_Task to complete:_
Transcribe the following lines exactly, with no changes.

_Record excerpts:_
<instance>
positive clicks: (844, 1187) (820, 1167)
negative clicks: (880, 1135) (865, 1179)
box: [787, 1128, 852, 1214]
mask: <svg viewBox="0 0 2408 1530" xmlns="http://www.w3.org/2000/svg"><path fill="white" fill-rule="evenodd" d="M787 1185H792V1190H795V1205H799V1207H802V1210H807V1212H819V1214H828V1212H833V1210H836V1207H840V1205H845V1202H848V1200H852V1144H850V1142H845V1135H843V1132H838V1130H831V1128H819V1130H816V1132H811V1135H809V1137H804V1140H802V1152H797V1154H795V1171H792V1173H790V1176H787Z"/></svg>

_Task answer:_
<instance>
positive clicks: (844, 1187) (820, 1167)
negative clicks: (880, 1135) (865, 1179)
box: [787, 1128, 852, 1214]
mask: <svg viewBox="0 0 2408 1530" xmlns="http://www.w3.org/2000/svg"><path fill="white" fill-rule="evenodd" d="M787 1185H792V1190H795V1205H799V1207H802V1210H807V1212H819V1214H828V1212H833V1210H836V1207H840V1205H845V1202H848V1200H852V1144H850V1142H845V1135H843V1132H838V1130H831V1128H819V1130H816V1132H811V1135H809V1137H804V1140H802V1152H797V1154H795V1171H792V1173H790V1176H787Z"/></svg>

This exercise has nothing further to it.